### The exercise
Return unchanged the lines that open with the one containing "Locate the stone wall" and close with the last line below, both included. Leave the pictures out of your answer.

### Data entries
• • • •

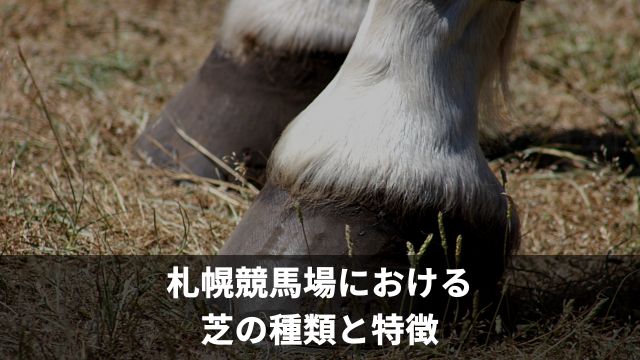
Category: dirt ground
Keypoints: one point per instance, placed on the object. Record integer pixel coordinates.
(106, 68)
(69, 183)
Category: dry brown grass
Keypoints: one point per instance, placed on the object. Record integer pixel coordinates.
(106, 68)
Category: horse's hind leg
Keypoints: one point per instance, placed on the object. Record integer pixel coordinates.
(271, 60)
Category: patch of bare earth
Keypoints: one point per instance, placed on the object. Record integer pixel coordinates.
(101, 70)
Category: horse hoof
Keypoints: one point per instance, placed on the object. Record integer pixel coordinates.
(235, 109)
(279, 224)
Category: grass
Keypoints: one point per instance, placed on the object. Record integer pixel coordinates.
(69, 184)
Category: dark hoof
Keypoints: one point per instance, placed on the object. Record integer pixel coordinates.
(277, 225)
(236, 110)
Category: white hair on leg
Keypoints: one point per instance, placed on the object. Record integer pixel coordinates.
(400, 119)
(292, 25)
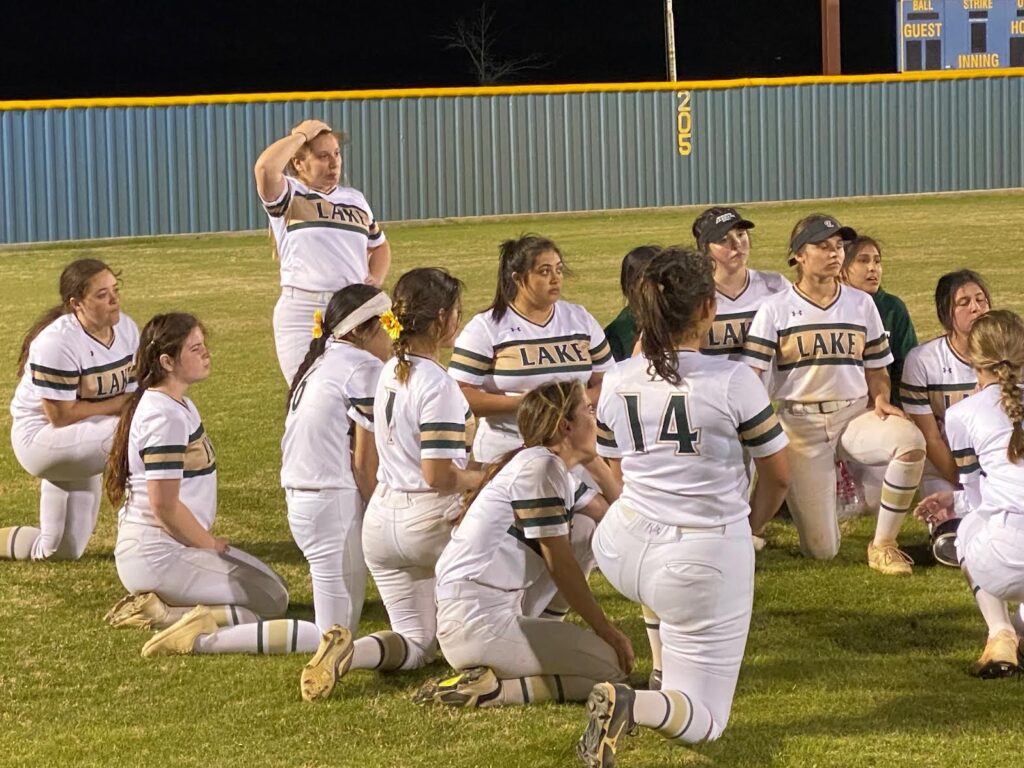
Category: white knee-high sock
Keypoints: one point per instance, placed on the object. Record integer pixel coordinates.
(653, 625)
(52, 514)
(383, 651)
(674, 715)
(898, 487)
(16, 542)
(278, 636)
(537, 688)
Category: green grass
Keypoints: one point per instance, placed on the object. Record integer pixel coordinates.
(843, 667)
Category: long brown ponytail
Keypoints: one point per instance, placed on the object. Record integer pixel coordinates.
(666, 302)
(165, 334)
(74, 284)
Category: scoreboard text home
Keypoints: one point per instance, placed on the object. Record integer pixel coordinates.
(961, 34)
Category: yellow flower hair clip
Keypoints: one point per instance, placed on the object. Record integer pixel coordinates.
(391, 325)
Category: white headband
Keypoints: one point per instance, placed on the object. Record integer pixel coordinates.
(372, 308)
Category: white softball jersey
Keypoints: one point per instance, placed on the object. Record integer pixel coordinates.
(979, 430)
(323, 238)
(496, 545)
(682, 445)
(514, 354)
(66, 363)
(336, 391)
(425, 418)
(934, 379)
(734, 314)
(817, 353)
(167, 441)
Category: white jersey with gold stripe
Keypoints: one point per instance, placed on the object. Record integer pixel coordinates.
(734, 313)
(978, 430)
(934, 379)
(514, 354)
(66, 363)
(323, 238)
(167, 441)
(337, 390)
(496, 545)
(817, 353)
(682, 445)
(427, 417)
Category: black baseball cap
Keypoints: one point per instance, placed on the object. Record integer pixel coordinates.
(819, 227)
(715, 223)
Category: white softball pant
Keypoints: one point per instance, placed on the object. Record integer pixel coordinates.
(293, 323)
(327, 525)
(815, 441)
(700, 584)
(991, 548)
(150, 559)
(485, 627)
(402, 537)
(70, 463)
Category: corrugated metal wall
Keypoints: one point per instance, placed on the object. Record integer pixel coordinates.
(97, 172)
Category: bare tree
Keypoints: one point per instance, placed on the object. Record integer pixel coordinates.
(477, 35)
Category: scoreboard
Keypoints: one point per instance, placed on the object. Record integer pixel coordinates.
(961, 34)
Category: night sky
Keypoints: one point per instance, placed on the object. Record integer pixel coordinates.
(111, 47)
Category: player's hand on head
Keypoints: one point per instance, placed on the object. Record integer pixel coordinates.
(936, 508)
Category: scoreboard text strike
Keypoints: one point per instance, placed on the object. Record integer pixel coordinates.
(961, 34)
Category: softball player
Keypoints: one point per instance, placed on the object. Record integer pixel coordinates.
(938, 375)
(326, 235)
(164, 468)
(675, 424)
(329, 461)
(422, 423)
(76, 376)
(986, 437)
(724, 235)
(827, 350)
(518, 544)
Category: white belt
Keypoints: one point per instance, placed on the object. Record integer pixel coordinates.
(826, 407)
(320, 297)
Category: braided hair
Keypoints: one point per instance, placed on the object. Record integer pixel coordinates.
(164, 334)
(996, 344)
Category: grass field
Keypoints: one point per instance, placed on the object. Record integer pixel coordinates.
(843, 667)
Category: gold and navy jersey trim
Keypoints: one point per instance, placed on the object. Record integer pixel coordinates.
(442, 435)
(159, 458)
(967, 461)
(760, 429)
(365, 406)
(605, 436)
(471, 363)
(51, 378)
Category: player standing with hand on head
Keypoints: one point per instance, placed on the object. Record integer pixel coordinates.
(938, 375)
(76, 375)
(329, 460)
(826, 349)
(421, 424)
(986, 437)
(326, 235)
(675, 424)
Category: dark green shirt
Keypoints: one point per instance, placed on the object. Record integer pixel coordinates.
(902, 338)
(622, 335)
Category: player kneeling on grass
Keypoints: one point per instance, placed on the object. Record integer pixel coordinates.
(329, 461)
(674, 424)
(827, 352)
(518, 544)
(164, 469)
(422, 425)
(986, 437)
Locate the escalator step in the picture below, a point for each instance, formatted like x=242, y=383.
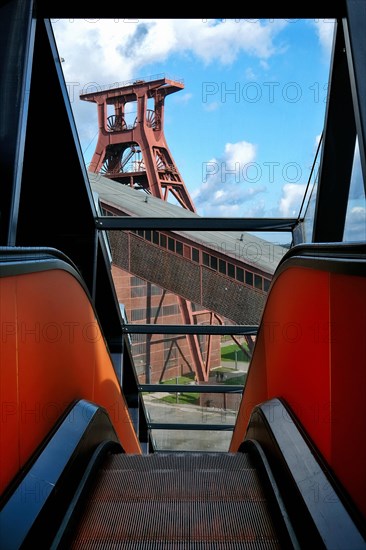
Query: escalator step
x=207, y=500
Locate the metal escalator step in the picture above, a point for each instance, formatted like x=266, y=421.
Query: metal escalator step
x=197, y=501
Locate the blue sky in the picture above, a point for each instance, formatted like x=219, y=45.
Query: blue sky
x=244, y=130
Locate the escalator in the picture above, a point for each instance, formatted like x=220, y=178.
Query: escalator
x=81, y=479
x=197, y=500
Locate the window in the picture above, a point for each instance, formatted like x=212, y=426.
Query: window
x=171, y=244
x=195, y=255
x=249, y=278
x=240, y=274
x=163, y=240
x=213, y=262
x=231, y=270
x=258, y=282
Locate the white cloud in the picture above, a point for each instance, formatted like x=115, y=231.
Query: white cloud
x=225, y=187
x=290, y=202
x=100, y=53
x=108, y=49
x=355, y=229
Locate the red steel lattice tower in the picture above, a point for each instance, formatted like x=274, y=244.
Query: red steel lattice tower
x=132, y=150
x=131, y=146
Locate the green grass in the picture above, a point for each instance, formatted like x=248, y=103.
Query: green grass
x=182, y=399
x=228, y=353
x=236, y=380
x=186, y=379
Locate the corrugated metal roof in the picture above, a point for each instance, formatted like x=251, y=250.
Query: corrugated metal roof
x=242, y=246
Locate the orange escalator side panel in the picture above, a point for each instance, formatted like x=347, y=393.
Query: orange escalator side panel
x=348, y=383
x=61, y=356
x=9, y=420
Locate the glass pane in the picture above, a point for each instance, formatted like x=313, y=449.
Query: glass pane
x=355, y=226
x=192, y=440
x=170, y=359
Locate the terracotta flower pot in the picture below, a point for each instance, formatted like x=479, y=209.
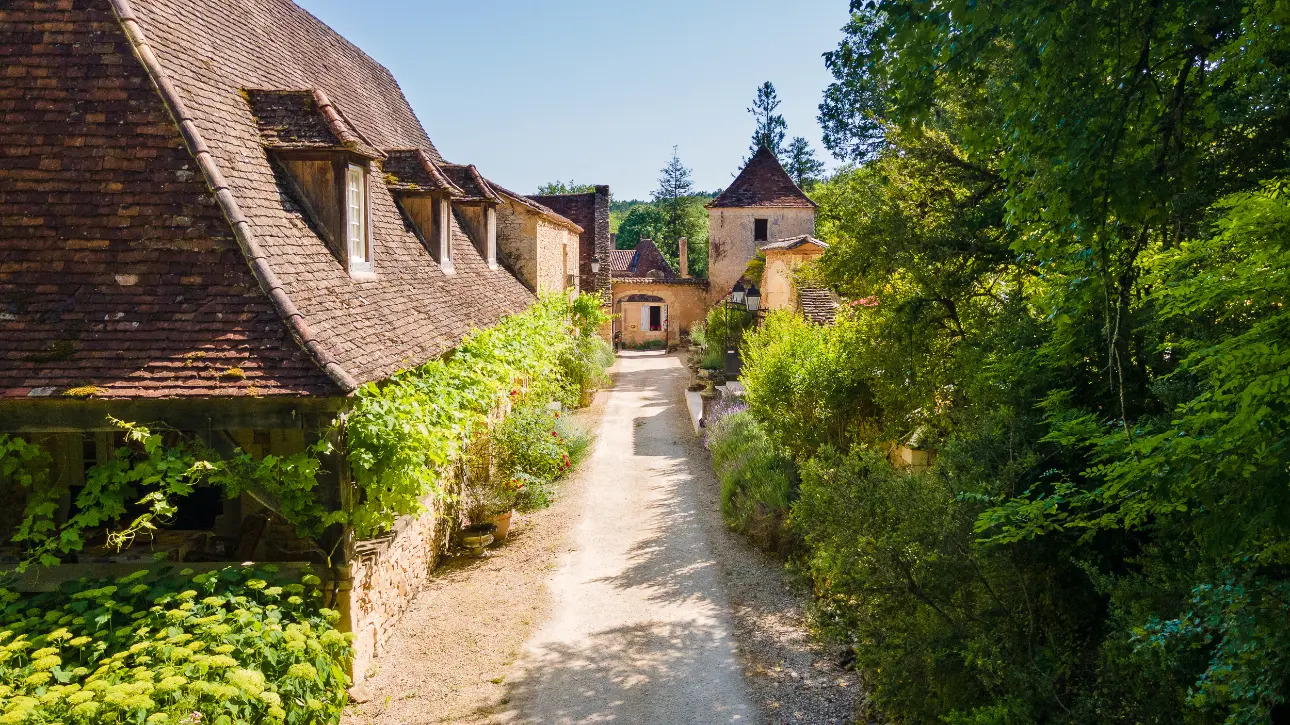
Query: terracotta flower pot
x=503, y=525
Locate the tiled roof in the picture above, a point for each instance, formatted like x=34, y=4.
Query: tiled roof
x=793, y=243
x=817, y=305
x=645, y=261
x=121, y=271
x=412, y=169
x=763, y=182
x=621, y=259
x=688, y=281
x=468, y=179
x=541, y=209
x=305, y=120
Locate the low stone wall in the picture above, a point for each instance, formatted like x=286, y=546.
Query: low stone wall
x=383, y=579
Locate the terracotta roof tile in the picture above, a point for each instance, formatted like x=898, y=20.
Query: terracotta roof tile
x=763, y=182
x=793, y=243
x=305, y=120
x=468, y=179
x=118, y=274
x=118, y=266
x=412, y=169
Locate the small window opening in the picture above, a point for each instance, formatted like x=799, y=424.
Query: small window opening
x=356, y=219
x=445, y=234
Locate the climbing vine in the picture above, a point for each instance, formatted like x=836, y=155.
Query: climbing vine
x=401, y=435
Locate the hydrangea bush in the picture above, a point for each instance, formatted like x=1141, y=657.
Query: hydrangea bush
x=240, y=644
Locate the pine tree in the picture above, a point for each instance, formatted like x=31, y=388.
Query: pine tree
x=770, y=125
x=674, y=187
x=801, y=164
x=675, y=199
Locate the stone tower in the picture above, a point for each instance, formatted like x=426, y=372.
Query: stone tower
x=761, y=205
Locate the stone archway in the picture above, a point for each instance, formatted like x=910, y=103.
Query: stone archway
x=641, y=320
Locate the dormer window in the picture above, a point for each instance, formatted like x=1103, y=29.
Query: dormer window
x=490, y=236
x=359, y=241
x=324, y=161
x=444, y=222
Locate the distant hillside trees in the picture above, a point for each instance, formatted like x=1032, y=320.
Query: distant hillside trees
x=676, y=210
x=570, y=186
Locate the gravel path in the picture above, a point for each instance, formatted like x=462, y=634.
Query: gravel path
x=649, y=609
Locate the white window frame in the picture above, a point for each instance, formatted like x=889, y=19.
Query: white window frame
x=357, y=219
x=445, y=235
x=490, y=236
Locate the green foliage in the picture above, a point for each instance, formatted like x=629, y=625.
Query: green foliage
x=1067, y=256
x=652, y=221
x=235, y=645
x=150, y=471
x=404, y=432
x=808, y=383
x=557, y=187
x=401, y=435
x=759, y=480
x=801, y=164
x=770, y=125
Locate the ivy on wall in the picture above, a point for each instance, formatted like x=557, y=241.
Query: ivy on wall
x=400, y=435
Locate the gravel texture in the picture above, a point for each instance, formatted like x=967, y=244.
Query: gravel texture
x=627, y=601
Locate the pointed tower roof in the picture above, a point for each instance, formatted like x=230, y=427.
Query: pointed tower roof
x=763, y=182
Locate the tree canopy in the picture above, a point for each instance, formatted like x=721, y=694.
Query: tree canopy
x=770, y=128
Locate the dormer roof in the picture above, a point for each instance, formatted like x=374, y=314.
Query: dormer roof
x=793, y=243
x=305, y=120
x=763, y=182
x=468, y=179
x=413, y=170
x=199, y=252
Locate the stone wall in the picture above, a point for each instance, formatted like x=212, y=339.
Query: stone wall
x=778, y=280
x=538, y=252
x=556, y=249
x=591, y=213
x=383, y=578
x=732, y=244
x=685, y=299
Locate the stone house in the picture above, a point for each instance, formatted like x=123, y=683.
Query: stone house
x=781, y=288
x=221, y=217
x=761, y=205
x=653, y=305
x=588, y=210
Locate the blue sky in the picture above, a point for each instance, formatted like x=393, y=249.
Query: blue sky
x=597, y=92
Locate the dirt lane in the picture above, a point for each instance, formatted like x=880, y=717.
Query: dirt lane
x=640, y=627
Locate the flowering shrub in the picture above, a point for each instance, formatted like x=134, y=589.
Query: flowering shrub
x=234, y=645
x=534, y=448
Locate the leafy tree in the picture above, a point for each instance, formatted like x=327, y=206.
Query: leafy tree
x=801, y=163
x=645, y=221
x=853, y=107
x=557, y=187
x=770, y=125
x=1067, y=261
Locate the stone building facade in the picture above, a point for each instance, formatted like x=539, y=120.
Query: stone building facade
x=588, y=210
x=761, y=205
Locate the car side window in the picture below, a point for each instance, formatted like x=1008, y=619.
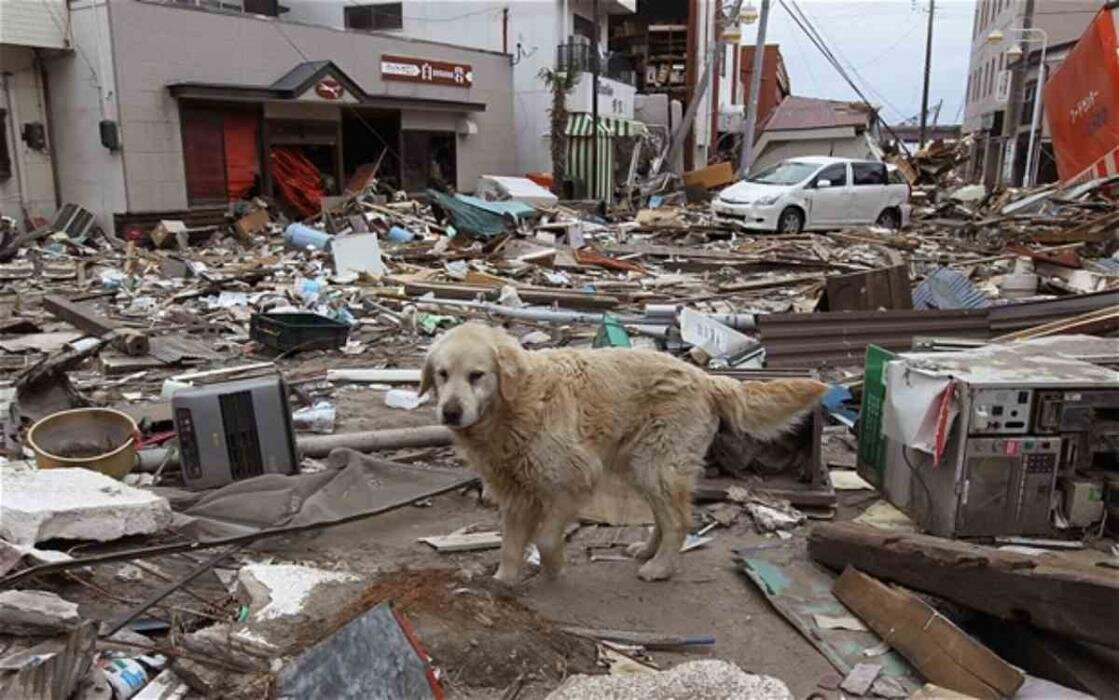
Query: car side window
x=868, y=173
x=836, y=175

• • • •

### Task response
Locate the stone wall in the picture above, a point for each instance, formatted like x=212, y=339.
Query: stone wall
x=778, y=280
x=538, y=252
x=556, y=249
x=591, y=213
x=383, y=578
x=732, y=244
x=685, y=299
Locate the stone house in the picture above, a point for each instance, formatted like x=123, y=683.
Query: stone house
x=781, y=288
x=221, y=217
x=761, y=205
x=653, y=305
x=588, y=210
Locate the blue sky in the picture above, a point for each instance, formatted like x=393, y=249.
Query: blue sky
x=597, y=92
Locate the dirt lane in the picture above, a point for each instance, formatted like x=880, y=717.
Query: dirt lane
x=640, y=627
Locate the flowering shrub in the picture above, a point for each instance, formatted like x=134, y=589.
Query: flowering shrub
x=234, y=645
x=534, y=448
Locate the leafy tree in the picture above, a point for each instance, formatted like x=327, y=206.
Query: leafy tree
x=801, y=163
x=645, y=221
x=853, y=107
x=557, y=187
x=770, y=125
x=1067, y=261
Locate the stone building facade in the picture above, a point for each instance, formatted like x=539, y=120.
Query: stone building facade
x=588, y=210
x=761, y=205
Locate the car side window in the picture below, a point for each instance, formatted like x=1008, y=619.
Query: car side window
x=868, y=173
x=836, y=175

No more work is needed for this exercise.